◆ TASK DETAILS
In the records below, rewrite the part that opens with the line containing "Target = rear wheel" and closes with the line containing "[(217, 69), (12, 60)]", changing "dot" to "point" and keeping everything else the same.

◆ Records about object locations
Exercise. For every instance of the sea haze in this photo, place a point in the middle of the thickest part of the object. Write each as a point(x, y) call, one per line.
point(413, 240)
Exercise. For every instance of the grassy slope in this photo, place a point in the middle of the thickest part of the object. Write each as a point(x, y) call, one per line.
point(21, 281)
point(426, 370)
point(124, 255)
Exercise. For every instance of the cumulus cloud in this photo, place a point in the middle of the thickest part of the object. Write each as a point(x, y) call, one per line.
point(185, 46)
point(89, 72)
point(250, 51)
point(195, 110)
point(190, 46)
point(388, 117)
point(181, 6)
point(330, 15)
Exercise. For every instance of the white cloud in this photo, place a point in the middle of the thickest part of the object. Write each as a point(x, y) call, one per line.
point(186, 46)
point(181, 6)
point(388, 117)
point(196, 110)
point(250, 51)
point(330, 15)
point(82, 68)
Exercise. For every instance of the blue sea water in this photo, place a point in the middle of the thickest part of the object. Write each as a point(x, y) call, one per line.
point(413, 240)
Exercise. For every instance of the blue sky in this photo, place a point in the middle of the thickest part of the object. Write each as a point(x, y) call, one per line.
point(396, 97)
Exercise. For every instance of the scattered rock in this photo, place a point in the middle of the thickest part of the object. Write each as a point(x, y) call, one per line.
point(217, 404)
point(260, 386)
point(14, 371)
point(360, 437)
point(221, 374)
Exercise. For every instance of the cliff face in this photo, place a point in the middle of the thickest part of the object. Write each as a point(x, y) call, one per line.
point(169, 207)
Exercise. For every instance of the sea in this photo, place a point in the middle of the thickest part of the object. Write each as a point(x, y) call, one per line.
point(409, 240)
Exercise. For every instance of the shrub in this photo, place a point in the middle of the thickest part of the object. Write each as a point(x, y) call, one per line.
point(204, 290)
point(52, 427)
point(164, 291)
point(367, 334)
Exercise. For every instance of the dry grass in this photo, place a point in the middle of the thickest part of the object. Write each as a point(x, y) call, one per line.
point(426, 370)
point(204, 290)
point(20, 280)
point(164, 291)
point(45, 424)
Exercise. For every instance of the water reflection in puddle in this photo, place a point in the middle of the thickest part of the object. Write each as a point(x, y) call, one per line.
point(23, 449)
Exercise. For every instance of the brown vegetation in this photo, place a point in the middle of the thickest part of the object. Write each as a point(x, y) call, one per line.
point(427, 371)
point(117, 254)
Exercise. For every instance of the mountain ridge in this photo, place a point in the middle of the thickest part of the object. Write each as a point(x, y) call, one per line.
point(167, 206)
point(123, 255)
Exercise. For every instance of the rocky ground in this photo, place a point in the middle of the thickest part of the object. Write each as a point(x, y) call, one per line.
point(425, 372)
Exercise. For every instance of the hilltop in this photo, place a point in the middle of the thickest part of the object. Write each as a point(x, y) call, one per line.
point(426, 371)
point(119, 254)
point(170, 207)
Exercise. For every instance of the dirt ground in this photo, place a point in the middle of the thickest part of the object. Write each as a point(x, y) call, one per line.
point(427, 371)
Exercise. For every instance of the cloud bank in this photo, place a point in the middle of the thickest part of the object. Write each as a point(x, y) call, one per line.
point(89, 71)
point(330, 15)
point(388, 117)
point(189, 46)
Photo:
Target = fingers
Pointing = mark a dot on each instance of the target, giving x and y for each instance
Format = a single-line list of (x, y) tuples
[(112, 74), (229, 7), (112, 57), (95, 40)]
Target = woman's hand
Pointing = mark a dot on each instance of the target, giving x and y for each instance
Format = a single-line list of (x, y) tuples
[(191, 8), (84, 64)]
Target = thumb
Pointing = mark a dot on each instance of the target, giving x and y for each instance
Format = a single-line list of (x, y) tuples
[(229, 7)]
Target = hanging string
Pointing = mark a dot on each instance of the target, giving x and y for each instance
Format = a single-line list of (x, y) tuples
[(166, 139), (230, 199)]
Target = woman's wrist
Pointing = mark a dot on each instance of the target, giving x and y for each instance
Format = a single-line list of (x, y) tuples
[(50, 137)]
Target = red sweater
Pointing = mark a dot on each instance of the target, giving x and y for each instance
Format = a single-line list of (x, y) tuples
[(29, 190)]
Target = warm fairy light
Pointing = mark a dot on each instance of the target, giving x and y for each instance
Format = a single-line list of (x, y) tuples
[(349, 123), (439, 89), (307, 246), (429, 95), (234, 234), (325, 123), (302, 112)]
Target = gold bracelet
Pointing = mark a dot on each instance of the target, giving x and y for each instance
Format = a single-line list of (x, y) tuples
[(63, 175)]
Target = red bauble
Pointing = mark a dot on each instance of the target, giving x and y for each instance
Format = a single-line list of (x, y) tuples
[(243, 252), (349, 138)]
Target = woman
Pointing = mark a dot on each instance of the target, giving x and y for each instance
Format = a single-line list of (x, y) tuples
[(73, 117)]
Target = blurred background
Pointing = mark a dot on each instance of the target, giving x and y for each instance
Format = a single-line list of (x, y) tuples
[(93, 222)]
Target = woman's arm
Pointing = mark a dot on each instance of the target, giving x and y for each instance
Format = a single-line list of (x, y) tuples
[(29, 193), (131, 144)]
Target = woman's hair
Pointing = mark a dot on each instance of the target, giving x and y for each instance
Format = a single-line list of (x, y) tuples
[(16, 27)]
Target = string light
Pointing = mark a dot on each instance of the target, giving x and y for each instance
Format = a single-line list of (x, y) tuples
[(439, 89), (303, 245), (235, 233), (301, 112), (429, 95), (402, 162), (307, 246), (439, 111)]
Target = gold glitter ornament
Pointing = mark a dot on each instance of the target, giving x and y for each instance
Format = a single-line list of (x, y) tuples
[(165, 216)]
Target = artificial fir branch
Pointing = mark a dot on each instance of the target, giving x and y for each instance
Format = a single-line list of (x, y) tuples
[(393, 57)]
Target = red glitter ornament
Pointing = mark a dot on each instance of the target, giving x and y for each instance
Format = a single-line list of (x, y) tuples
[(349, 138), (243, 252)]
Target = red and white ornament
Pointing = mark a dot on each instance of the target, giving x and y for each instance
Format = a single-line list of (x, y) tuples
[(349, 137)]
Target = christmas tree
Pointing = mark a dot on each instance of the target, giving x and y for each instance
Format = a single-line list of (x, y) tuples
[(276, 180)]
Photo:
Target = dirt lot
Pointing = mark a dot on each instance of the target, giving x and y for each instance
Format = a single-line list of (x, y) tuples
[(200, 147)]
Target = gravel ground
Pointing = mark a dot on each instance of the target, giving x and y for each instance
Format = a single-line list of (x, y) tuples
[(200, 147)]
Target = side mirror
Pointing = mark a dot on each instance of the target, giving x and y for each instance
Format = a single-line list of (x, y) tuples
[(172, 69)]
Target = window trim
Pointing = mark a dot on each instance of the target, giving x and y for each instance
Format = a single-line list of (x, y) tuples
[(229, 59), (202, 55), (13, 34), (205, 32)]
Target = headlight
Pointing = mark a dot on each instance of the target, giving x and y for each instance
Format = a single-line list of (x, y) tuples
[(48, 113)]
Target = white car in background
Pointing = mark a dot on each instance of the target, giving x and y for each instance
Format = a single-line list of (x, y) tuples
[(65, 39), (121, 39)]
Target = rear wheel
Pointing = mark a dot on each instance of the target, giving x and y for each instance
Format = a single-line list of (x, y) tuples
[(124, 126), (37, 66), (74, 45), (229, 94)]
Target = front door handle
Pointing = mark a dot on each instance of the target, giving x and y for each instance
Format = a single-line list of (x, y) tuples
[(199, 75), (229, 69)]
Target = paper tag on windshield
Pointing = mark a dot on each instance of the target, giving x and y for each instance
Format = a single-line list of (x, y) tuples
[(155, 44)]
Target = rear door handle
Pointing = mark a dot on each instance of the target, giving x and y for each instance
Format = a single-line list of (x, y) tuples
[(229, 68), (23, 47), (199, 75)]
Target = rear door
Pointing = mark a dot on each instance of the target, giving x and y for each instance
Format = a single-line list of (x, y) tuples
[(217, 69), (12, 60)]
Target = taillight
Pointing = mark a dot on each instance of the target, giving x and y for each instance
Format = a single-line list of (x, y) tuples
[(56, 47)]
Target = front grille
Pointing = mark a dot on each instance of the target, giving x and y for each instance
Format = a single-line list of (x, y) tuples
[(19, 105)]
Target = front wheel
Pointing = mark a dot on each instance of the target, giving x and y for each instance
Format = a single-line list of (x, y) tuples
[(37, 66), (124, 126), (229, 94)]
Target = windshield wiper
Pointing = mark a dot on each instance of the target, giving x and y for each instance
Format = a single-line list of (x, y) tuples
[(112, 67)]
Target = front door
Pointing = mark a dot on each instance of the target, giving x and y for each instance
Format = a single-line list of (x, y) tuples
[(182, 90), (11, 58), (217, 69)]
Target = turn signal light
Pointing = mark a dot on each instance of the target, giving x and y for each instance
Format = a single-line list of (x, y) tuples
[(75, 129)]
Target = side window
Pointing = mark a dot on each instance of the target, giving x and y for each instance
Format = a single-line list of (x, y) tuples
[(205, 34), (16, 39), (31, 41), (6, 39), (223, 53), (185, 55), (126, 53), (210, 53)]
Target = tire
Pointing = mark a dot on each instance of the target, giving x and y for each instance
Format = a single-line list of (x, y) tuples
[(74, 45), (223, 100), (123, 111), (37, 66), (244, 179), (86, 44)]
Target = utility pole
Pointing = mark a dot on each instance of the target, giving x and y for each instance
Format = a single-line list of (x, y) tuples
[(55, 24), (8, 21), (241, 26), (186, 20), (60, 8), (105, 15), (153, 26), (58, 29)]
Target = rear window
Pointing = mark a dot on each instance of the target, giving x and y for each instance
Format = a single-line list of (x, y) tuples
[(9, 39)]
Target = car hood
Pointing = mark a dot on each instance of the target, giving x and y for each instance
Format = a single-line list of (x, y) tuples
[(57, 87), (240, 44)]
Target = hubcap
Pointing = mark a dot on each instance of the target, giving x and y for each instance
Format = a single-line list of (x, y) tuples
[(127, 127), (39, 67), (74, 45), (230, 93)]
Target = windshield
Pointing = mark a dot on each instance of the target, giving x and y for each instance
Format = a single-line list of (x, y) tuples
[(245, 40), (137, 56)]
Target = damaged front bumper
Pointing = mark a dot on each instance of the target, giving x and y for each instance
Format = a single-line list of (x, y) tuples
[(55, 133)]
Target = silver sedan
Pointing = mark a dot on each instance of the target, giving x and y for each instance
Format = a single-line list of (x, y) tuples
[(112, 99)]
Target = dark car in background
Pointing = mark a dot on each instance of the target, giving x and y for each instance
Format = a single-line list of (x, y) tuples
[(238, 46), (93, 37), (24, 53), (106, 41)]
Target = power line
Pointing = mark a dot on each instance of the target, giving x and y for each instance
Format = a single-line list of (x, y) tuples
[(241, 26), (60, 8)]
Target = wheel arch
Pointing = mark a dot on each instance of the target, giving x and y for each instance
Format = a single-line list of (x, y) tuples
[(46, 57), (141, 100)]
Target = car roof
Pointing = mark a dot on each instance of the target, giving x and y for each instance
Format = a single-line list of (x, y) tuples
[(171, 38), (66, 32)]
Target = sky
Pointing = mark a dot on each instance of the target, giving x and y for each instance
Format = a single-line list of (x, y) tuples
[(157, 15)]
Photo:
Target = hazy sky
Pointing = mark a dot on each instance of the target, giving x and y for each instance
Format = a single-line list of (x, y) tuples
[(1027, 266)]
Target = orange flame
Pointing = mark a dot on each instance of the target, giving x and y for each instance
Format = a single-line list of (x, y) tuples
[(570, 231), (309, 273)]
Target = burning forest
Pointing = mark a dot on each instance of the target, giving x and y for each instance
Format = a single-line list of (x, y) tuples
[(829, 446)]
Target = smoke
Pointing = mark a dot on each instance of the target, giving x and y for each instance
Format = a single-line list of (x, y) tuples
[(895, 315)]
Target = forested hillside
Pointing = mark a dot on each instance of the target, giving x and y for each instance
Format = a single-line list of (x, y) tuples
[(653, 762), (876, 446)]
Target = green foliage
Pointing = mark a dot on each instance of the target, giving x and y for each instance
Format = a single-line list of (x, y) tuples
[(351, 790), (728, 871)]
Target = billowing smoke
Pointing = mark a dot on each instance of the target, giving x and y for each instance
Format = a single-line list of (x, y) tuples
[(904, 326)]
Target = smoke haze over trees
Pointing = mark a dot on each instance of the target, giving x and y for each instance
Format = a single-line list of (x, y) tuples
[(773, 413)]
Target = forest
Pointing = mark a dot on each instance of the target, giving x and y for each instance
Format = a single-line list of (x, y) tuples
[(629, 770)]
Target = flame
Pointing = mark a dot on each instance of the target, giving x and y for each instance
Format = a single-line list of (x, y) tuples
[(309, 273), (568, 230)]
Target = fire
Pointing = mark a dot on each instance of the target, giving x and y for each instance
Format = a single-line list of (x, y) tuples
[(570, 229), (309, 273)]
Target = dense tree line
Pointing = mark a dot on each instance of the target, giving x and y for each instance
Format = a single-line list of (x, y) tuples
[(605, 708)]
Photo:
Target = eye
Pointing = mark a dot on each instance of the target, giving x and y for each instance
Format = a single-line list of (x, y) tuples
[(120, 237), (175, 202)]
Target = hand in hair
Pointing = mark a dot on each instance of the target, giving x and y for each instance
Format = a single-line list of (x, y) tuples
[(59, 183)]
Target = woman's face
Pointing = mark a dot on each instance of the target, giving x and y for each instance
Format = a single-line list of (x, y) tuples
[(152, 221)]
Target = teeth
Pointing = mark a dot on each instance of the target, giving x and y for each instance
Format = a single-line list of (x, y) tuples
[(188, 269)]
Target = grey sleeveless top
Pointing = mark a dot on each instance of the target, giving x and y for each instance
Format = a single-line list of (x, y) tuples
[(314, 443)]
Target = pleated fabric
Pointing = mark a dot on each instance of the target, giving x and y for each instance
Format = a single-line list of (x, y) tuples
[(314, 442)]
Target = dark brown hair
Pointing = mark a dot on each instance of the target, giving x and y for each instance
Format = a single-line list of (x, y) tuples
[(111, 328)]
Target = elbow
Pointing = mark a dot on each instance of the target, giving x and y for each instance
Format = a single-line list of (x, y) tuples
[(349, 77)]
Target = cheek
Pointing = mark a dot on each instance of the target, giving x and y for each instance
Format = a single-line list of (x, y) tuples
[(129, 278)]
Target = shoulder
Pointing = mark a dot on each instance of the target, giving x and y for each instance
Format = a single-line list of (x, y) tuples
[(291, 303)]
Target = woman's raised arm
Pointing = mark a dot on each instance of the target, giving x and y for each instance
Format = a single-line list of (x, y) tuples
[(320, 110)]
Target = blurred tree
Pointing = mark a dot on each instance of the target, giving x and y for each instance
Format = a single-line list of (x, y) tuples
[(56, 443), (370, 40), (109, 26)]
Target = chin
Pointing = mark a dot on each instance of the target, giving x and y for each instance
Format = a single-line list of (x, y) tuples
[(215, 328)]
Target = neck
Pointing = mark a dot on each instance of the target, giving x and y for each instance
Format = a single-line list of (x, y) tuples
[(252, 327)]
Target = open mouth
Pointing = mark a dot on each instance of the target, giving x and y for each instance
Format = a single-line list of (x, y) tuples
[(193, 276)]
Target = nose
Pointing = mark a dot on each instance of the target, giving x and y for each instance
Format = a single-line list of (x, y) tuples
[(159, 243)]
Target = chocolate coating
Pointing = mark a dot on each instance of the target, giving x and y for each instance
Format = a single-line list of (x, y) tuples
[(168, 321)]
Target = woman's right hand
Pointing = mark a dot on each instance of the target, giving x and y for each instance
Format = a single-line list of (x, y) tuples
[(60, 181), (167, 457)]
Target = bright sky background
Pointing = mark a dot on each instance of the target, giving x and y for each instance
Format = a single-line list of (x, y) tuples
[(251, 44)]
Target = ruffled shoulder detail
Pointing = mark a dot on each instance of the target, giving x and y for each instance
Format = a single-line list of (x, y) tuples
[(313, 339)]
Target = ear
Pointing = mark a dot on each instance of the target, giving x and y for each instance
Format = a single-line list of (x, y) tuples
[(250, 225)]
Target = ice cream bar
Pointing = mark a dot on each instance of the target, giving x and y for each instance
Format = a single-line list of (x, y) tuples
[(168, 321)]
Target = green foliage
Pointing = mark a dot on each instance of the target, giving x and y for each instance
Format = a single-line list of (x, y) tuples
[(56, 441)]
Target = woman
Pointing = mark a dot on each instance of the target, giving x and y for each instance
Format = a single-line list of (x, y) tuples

◆ RESPONSE
Target = rear wheel
Pointing = mark a point on each instance of the target, giving x and y for each instance
Format = a single-line list of (x, y) tuples
[(124, 126), (37, 66), (74, 45), (229, 94)]
Target = front door handle
Pointing = mark a point on each instance of the target, giving x and y for each instance
Format = a single-line list of (x, y) tuples
[(199, 75), (229, 69)]
Target = paper tag on windshield
Pointing = mark a point on each instance of the target, giving x and y for each instance
Format = a single-line list of (x, y) tuples
[(155, 44)]
Target = rear door handle
Pointing = mark a point on each instance of the target, giving x and y for each instance
Format = a single-line list of (x, y) tuples
[(229, 68), (23, 47), (199, 75)]
Target = rear door
Pointing = mark a point on each instance of the target, giving x and y for each instance
Format = a single-line list of (x, y) tuples
[(217, 69), (12, 60)]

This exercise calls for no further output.